= INFORMATION PROVIDED =

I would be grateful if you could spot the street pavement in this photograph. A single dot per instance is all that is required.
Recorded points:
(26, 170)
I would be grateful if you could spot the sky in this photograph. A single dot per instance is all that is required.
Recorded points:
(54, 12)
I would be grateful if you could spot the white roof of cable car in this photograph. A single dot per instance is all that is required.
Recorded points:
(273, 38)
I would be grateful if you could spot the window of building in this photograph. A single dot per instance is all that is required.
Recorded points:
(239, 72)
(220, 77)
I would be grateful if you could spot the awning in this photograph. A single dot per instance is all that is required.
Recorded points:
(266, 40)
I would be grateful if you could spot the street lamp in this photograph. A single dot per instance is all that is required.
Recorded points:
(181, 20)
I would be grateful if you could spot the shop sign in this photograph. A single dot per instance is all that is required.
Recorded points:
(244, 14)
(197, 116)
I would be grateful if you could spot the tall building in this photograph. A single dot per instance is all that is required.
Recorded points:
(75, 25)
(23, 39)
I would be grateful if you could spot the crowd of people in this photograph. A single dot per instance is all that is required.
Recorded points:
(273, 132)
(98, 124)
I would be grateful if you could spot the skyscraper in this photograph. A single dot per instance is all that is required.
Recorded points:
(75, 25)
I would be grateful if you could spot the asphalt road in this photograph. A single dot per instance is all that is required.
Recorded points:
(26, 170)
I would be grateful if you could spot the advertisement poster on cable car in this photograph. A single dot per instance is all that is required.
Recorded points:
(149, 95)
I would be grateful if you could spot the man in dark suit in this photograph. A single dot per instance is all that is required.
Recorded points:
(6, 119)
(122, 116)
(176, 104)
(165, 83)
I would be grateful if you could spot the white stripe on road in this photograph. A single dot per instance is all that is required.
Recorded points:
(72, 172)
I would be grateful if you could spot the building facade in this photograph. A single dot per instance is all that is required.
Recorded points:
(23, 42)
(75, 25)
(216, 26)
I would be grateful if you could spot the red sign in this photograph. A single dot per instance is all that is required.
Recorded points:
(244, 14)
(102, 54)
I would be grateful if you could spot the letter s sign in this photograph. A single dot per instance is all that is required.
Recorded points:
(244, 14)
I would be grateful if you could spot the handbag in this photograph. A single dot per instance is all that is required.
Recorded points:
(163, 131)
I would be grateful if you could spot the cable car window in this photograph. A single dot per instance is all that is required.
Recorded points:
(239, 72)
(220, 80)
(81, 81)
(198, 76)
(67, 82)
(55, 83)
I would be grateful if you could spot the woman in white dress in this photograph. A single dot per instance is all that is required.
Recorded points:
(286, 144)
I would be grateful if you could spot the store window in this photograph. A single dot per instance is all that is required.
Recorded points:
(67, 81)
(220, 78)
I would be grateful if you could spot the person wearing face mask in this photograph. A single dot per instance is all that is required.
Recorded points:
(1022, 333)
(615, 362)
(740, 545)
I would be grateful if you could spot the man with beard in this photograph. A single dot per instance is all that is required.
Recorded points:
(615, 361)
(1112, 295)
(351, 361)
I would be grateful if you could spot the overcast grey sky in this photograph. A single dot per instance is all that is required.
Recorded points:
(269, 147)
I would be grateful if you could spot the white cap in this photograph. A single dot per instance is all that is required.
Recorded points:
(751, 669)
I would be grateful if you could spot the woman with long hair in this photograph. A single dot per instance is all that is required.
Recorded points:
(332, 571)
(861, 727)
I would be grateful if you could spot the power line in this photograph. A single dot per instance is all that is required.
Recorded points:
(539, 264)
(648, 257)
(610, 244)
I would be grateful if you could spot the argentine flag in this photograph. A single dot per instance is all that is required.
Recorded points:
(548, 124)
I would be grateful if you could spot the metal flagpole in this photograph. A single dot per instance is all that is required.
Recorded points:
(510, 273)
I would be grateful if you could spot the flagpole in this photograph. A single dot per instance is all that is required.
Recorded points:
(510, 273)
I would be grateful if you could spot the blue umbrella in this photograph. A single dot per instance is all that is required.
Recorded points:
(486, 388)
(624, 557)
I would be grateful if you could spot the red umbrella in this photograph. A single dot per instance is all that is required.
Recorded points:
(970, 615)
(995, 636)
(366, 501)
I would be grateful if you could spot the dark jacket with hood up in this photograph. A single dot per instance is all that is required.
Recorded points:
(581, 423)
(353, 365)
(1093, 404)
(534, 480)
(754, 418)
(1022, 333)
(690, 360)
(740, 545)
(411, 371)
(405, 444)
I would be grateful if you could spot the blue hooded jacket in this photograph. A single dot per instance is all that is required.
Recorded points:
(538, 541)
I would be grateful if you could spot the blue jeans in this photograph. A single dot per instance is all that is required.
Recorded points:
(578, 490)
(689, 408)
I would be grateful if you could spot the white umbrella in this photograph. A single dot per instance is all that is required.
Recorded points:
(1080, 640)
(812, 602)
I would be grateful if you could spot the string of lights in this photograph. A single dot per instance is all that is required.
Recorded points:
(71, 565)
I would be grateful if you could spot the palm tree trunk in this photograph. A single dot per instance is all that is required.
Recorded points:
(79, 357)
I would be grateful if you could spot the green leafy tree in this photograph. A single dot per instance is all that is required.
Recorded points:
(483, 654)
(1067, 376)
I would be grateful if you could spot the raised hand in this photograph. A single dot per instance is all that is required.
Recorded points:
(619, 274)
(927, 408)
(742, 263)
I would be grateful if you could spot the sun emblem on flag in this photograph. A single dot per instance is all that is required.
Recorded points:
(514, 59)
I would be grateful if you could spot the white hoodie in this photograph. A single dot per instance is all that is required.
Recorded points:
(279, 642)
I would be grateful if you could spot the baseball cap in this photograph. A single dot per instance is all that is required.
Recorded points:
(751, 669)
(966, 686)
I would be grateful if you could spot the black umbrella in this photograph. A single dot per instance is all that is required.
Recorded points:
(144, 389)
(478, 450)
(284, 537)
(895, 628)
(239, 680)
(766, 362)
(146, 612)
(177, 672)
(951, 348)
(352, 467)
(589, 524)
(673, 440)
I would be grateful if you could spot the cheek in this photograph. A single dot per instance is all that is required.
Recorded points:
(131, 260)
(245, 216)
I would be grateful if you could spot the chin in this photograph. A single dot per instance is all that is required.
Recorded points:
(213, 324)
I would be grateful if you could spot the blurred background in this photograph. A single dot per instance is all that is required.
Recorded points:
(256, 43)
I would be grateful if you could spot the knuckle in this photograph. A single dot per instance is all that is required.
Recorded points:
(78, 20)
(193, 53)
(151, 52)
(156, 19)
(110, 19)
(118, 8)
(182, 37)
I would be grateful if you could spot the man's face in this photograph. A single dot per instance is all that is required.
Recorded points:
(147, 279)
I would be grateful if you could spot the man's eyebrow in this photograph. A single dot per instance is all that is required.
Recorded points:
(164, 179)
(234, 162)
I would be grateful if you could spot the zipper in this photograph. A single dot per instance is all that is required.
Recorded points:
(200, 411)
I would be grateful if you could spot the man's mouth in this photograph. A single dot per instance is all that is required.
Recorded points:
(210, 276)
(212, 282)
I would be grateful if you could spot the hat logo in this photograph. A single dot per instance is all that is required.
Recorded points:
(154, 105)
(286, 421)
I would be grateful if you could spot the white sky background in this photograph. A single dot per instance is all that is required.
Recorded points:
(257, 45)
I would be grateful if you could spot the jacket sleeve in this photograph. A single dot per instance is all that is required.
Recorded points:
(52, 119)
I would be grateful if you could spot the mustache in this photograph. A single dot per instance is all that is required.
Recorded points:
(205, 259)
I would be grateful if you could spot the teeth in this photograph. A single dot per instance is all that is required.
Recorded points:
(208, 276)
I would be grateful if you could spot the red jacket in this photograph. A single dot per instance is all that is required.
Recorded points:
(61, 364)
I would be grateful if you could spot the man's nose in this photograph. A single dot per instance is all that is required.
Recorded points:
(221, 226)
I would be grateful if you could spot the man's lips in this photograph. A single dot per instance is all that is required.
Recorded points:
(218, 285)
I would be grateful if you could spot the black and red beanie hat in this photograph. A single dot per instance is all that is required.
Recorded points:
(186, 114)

= EXERCISE =
In the entries above, tally the lines containing the word "sign" and return only the tally.

= SOLUTION FOR THIS PROBLEM =
3